Romney Bites the Government Hand that Has Fed His Fortune

Occupy Wall Street may be getting less attention in the corporate media these days, but the movement’s message about the brutal and inequitable nature of contemporary U.S. business is front and center in an unlikely arena: the debate among the Republican contenders.

In recent days, Newt Gingrich and Rick Perry have assailed the business track record of Mitt Romney, using terms such as “vulture capitalism,” “looting” and “job killing” to describe his activities at buyout firm Bain Capital in the 1980s and 1990s.

Showing how frustrated personal ambition can outweigh ideology, Gingrich and Perry are espousing views far from their usual reactionary postures. It is the hypocrisy of frontrunner Romney, however, that is of greater significance. While being attacked from the faux Left by Gingrich and Perry, Romney has been veering to the Right. In his victory speech after the New Hampshire primary, he attacked President Obama for supposedly promoting “the politics of envy” and “resentment of success.” Channeling Ronald Reagan, he vowed that “the path I lay out is not one paved with ever increasing government checks and cradle-to-grave assurances that government will always be the answer.”

Yet a look at Romney’s record at Bain shows not only Gordon Gekko-like business buccaneering, but also a willingness to embrace those very government checks and assurances he is now repudiating. Companies acquired and managed by Bain during Romney’s tenure showed no hesitation in taking taxpayer handouts in the form of state and local economic development subsidies.

A comparison of the 1999 Bain portfolio obtained by the Los Angeles Times to the information in the Subsidy Tracker database my colleagues and I at Good Jobs First created (as well as other sources), yields examples such as the following:

Steel Dynamics Inc. In 1994 this company, among whose financial backers at the time was Bain, got a $77 million subsidy package—including grants, property tax abatements, tax credits and reimbursement for training costs—for its steel mill in DeKalb County, Indiana (Fort Wayne Journal Gazette, June 23, 1994).

GS Industries. In 1996 American Iron Reduction LLC, a joint venture of GS Industries (which had been taken private by Bain in 1993) and Birmingham Steel, sought some $20 million in tax breaks in connection with its plan to build a plant in Louisiana’s St. James Parish (Baton Rouge Advocate, April 6, 1996). As the United Steelworkers union noted recently, GS Industries later applied for a federal loan guarantee, but before the deal could be implemented the company went bankrupt.

Sealy. A year after the 1997 buyout of this leading mattress company by Bain and other private equity firms, Sealy received $600,000 from state and local authorities in North Carolina to move its corporate offices, a research center and a manufacturing plant from Ohio (Greensboro News & Record, March 31, 1998). In 2004 Bain and its partners sold Sealy to another private equity group.

GT Bicycles. In 1997 GT, then owned by Bain and other investors, decided to move its manufacturing operations to an enterprise zone in Santa Ana, California. Being in the zone gave the company, which was later purchased by Schwinn, special tax credits relating to hiring and the purchase of equipment (Orange County Register, July 9, 1999).

◇ ◇ ◇ ◇ ◇

## The task
Can you take the commentary on Romney's Bain Capital record further, starting after its last paragraph? The entries come from a different source.

## Provided information
◇ ◇ ◇ ◇ ◇

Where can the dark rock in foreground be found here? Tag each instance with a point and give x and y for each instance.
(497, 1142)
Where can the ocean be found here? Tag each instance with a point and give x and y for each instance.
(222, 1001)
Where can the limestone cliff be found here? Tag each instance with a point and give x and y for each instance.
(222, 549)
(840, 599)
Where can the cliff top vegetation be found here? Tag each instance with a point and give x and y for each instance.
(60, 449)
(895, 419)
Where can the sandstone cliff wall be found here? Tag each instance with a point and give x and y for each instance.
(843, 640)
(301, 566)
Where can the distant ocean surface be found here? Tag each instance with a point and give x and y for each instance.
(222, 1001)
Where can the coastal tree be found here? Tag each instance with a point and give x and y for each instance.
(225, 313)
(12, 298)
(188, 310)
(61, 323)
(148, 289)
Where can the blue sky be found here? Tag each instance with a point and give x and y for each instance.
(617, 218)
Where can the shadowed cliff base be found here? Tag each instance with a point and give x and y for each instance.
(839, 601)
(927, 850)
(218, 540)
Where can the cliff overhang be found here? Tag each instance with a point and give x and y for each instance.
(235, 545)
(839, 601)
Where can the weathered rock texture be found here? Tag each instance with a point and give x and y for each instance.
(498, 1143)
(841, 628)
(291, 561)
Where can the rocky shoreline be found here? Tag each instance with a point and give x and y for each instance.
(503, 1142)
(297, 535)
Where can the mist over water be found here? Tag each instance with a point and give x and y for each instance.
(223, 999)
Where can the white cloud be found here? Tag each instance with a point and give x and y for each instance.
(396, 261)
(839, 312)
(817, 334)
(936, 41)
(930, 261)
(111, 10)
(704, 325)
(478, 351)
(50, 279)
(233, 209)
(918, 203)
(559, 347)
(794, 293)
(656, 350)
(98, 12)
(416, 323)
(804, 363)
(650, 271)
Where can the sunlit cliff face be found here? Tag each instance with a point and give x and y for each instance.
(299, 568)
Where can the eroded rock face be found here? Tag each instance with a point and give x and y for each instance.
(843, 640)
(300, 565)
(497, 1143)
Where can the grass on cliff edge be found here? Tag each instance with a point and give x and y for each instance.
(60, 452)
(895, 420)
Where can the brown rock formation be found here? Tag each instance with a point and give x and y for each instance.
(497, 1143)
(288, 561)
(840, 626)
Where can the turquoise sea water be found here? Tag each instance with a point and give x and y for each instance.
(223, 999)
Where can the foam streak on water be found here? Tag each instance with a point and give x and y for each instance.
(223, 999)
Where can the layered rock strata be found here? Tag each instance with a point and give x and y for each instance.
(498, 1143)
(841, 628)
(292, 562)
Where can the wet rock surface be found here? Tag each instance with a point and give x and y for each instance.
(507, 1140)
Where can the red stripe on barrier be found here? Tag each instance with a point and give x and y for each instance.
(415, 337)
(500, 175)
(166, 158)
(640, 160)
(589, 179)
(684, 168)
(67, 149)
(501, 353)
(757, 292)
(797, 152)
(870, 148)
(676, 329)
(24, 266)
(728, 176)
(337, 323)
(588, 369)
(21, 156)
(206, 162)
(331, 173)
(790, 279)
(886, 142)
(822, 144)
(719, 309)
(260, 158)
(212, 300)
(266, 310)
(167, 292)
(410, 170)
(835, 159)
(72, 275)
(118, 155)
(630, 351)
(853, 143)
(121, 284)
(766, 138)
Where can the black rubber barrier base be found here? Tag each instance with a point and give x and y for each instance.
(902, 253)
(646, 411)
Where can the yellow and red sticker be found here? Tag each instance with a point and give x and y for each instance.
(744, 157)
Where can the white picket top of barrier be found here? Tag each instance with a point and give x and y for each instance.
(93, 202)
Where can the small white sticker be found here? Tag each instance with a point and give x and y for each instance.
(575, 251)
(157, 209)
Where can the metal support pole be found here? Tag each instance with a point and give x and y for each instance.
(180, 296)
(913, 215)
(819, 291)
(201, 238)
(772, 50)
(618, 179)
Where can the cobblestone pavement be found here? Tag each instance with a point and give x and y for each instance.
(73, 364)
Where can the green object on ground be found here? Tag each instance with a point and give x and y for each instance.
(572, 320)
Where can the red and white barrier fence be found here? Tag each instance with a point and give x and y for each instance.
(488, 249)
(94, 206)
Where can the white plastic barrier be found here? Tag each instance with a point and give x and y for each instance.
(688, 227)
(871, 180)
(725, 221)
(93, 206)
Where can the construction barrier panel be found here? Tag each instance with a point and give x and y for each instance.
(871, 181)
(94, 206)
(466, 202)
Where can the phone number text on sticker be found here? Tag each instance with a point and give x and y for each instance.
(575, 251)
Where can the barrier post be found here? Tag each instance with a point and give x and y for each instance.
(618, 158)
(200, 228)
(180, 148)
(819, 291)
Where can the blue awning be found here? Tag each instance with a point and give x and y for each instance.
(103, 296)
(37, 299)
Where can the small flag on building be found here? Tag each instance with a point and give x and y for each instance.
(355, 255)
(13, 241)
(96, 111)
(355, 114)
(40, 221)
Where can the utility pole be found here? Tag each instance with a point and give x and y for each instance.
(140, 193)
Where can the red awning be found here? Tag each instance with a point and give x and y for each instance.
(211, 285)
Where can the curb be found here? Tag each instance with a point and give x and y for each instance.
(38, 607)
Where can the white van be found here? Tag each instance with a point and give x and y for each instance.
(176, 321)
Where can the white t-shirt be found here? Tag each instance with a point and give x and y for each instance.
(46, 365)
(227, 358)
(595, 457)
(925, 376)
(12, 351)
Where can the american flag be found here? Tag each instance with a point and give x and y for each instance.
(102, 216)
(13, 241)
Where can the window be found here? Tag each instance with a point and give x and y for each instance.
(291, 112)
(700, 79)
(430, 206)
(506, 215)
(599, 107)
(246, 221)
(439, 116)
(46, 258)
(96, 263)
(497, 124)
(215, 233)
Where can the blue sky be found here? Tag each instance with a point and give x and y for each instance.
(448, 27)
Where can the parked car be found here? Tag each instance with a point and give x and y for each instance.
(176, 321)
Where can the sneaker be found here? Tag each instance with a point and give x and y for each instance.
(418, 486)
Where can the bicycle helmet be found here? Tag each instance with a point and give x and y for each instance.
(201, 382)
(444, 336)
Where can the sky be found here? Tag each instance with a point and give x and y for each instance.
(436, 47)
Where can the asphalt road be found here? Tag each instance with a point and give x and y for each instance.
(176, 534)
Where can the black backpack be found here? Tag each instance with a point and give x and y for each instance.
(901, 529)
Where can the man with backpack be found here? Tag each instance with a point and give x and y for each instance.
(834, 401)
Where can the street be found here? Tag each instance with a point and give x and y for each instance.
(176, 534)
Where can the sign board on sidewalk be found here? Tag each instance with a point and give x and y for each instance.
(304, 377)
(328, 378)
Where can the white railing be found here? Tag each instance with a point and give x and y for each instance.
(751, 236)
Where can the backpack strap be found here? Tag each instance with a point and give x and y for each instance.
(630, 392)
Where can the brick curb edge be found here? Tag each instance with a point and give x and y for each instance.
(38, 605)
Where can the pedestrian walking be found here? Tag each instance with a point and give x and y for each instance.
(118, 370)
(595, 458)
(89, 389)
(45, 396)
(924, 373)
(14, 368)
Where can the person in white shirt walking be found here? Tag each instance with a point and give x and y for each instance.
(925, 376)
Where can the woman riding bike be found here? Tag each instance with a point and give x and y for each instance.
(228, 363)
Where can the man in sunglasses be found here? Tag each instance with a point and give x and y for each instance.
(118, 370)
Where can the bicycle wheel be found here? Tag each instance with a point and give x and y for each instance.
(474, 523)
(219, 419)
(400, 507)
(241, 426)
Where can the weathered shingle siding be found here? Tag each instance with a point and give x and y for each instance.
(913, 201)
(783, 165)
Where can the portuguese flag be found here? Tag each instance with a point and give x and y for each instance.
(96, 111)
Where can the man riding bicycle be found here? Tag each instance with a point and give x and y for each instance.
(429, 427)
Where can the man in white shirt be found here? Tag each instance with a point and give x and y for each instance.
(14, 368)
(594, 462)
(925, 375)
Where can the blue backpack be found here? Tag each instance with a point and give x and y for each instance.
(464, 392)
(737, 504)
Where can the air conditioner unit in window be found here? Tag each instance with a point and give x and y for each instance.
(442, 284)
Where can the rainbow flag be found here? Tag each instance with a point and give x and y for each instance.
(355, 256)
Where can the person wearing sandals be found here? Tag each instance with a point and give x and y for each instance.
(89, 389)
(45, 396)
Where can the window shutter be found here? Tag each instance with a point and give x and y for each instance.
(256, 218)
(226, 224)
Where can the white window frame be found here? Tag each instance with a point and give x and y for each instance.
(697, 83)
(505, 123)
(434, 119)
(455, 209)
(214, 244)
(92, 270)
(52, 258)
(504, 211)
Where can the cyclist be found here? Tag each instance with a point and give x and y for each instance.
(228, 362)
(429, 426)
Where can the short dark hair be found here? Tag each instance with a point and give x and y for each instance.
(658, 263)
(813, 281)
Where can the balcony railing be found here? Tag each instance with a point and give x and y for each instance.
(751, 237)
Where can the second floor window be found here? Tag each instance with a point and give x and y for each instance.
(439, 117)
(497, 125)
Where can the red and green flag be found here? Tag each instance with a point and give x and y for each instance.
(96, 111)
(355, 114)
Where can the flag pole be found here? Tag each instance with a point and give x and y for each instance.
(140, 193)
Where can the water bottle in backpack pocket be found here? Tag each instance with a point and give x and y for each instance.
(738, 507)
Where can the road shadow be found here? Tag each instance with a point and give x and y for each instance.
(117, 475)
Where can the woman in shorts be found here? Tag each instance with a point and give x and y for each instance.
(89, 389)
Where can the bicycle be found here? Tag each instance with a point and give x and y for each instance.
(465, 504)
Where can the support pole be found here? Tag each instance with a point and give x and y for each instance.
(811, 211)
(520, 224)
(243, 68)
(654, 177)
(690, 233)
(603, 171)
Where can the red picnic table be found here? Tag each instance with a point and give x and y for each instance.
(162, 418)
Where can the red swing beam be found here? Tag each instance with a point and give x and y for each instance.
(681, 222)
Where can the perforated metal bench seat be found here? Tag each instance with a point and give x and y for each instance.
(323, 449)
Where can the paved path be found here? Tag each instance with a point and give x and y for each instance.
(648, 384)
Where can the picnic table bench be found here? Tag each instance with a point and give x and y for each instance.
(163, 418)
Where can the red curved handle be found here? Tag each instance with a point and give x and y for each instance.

◇ ◇ ◇ ◇ ◇

## Exercise output
Since Romney arranged to share in Bain’s profits after he left the firm in 1999, it is legitimate to look at cases of subsidy grabbing by Bain companies after that time. Some of these involved firms that had been acquired during Romney’s tenure but which didn’t get their subsidies until after he departed. For example:

Stream International. In 2000, this operator of call centers, then controlled by Bain, agreed to open a facility in Kalispell, Montana, but only if local officials provided $4 million in grants and tax breaks (The Missoulian, February 8, 2000). U.S. Senator Max Baucus also arranged for a $500,000 grant from the federal Economic Development Administration (AP, March 4, 2000). Later that year, Stream got Silver City, New Mexico to provide tax credits, subsidized training and subsidized rent for another call center (Albuquerque Tribune, July 12, 2000).

Alliance Laundry Systems. In 2000 this maker of washing machines, purchased by Bain in 1998, received a $560,000 grant from the state of Florida in connection with its plan to move a commercial laundry from Cincinnati. (Tallahassee Democrat, June 8, 2000). In 2004 the company received $1.25 million in assistance (including a low-cost loan of $1 million and a $250,000 grant) from the state of Wisconsin. Bain sold the company to a Canadian pension fund in 2005.

Romney’s ongoing profit participation also makes it legitimate to look at subsidies that have gone to companies acquired by Bain after Romney moved into public life:

Burger King Corporation.  In 2005—while owned by Bain, TPG and Goldman Sachs—Burger King let it be known that it was considering moving its headquarters from the Miami area to Houston. After local and state officials put together a $9 million subsidy package, the company agreed to stay in South Florida but move to a new building.  Two years later, Burger King dropped the idea of a new headquarters altogether and had to repay $3 million of the package (which came from a Quick Action Closing Fund grant) to the state as a result. Bain and its partners sold off their remaining interest in Burger King in 2010.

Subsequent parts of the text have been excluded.